**Your instructions:** How many lines of the data below contain the word "light"? Reply with the number only.

====== Dataset

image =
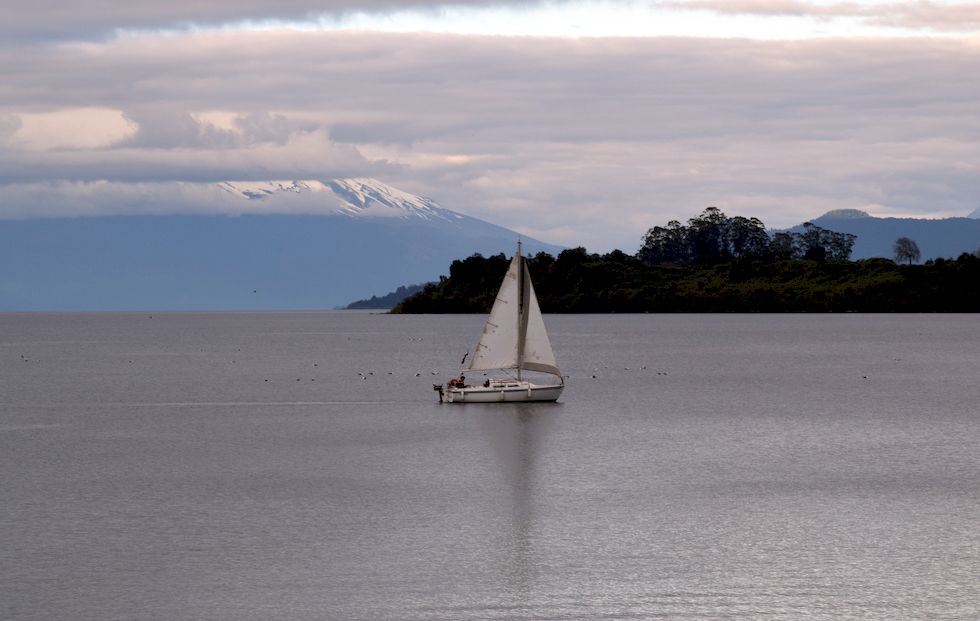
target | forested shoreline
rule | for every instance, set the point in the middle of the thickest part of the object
(715, 264)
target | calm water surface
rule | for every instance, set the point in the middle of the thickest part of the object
(297, 466)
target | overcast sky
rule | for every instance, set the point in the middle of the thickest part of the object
(579, 123)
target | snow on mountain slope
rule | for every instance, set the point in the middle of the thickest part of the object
(352, 197)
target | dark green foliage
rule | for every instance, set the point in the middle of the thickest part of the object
(716, 264)
(906, 249)
(578, 282)
(714, 238)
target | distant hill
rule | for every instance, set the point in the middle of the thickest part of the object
(366, 237)
(944, 238)
(387, 301)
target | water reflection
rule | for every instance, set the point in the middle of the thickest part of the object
(517, 434)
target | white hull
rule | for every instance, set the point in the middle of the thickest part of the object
(510, 392)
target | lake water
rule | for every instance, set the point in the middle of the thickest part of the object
(265, 466)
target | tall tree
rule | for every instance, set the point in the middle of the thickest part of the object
(904, 249)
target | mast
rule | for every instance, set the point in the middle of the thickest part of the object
(521, 310)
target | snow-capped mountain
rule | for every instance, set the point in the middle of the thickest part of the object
(351, 197)
(290, 245)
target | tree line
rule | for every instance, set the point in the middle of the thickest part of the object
(716, 264)
(713, 238)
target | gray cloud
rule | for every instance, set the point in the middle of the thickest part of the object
(9, 124)
(915, 15)
(585, 141)
(52, 20)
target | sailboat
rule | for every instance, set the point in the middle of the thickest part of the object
(514, 339)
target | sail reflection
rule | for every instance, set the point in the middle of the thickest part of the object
(518, 434)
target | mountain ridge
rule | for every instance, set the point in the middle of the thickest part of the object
(936, 238)
(351, 247)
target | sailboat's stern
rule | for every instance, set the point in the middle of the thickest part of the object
(497, 391)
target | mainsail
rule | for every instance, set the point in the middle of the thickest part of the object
(514, 336)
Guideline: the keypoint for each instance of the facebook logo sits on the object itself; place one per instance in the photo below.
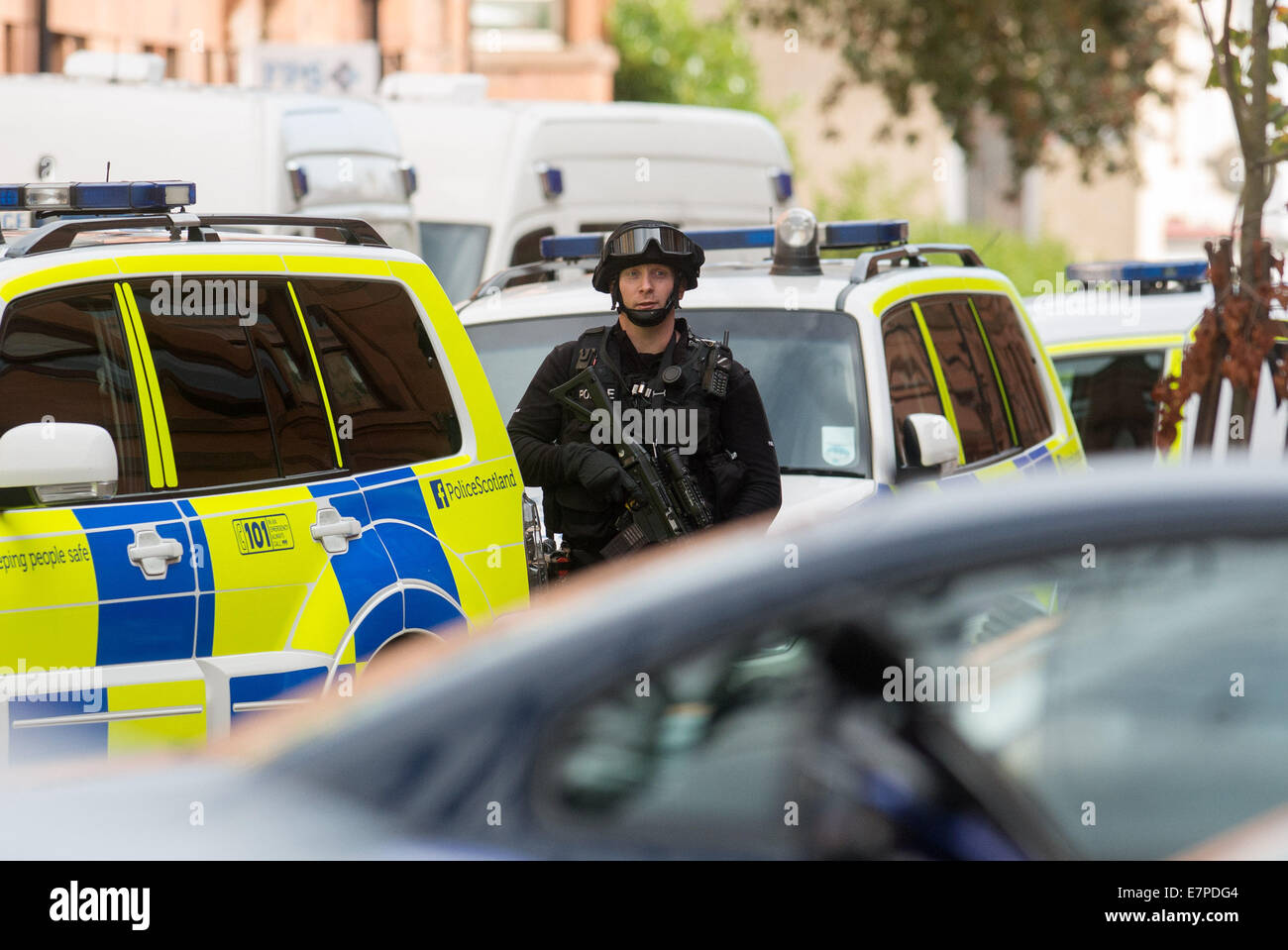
(439, 493)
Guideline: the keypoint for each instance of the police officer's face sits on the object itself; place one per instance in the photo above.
(647, 286)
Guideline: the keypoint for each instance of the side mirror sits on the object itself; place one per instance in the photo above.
(62, 461)
(928, 439)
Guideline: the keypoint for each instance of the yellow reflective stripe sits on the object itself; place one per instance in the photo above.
(1126, 343)
(1173, 369)
(58, 275)
(171, 479)
(317, 369)
(939, 379)
(336, 265)
(1001, 389)
(156, 473)
(943, 284)
(214, 261)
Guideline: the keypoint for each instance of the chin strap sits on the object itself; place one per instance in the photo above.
(647, 318)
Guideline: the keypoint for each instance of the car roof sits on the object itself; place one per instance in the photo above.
(1059, 318)
(231, 245)
(724, 284)
(548, 657)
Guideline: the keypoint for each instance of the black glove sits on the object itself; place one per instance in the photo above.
(597, 473)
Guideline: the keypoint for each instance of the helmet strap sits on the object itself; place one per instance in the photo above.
(647, 318)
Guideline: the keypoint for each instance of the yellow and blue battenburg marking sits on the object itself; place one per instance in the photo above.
(397, 576)
(254, 605)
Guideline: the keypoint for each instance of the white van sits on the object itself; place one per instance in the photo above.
(496, 176)
(252, 151)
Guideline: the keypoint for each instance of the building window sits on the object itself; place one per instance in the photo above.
(500, 26)
(62, 47)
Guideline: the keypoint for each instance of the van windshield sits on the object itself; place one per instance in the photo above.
(455, 254)
(806, 366)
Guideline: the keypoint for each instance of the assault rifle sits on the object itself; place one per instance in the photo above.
(671, 505)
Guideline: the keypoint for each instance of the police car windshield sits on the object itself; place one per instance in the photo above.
(455, 254)
(805, 364)
(1086, 679)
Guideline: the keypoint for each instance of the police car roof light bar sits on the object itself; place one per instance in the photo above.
(1145, 271)
(58, 236)
(97, 197)
(833, 236)
(868, 264)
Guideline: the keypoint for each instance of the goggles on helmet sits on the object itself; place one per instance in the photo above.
(635, 241)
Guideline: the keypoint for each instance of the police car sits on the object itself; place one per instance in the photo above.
(231, 465)
(1113, 330)
(876, 372)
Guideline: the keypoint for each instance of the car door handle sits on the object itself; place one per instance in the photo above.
(334, 531)
(154, 554)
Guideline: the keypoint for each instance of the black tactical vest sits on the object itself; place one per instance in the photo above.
(678, 385)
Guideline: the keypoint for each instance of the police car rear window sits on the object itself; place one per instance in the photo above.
(209, 358)
(385, 382)
(63, 360)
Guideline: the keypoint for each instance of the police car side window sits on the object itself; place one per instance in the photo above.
(206, 370)
(384, 381)
(912, 381)
(1014, 358)
(63, 358)
(973, 386)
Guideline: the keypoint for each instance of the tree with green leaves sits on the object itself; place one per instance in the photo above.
(1235, 336)
(1076, 69)
(668, 55)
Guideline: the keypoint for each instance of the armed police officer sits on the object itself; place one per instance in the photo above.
(711, 428)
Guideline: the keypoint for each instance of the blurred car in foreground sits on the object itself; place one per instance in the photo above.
(1107, 679)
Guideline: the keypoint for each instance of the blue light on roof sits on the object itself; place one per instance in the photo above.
(552, 180)
(837, 235)
(98, 196)
(1145, 271)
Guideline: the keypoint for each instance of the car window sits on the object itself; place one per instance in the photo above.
(384, 379)
(300, 428)
(1111, 396)
(63, 360)
(1138, 694)
(982, 416)
(699, 749)
(806, 366)
(218, 420)
(912, 381)
(455, 253)
(1025, 398)
(527, 250)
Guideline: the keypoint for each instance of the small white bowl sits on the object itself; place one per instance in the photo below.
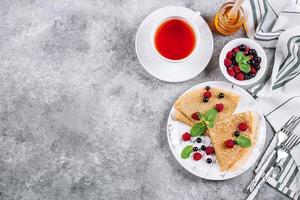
(253, 45)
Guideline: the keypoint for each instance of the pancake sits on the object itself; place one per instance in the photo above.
(192, 102)
(231, 159)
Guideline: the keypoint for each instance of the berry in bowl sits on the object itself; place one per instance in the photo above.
(243, 61)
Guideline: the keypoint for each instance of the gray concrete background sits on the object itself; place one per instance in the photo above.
(80, 118)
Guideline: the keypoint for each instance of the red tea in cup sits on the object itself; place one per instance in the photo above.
(175, 39)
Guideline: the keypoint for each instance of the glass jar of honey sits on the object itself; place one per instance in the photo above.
(227, 24)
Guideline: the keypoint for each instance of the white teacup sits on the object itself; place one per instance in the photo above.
(186, 20)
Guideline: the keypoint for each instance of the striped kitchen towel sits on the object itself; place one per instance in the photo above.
(276, 23)
(267, 19)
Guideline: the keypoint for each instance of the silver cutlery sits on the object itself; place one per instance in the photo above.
(281, 136)
(282, 153)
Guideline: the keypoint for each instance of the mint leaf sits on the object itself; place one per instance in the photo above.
(239, 57)
(243, 141)
(209, 124)
(186, 151)
(245, 59)
(200, 115)
(198, 129)
(210, 117)
(245, 67)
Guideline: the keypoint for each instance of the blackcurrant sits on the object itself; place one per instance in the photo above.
(221, 95)
(198, 140)
(242, 47)
(236, 134)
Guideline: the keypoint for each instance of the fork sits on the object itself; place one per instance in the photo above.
(282, 153)
(281, 135)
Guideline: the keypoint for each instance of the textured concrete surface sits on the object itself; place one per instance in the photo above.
(79, 116)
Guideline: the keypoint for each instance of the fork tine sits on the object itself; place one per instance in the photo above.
(291, 128)
(294, 143)
(289, 140)
(286, 123)
(293, 140)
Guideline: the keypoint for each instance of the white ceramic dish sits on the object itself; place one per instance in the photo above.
(253, 45)
(162, 68)
(200, 168)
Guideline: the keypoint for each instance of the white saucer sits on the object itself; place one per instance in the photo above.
(173, 71)
(175, 129)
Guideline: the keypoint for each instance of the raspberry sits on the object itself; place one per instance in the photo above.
(209, 150)
(186, 136)
(243, 126)
(253, 70)
(229, 143)
(240, 76)
(236, 69)
(219, 107)
(227, 62)
(229, 55)
(195, 116)
(197, 156)
(235, 50)
(230, 71)
(207, 94)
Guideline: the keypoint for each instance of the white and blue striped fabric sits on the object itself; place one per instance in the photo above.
(276, 24)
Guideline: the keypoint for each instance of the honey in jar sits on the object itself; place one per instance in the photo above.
(226, 23)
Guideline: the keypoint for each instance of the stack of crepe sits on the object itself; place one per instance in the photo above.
(225, 125)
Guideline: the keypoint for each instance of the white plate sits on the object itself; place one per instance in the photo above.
(173, 71)
(200, 168)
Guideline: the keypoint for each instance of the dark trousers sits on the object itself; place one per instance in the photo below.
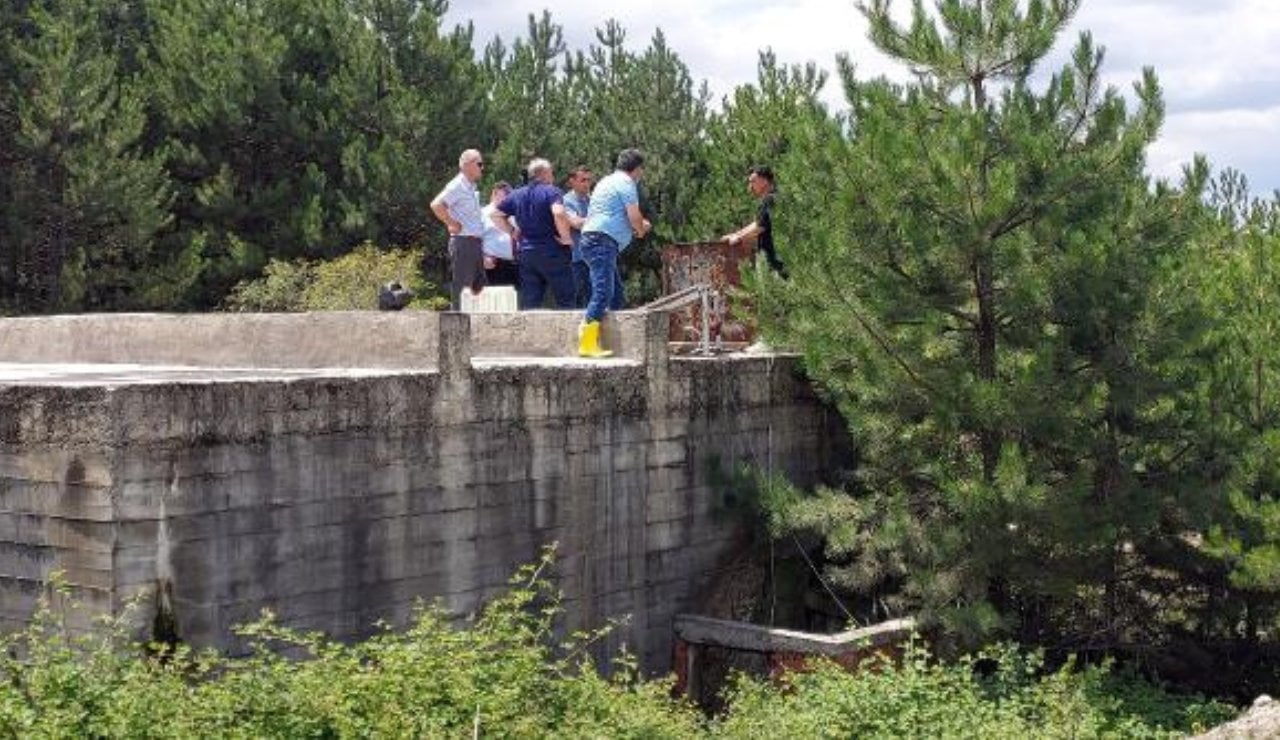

============

**Response:** 2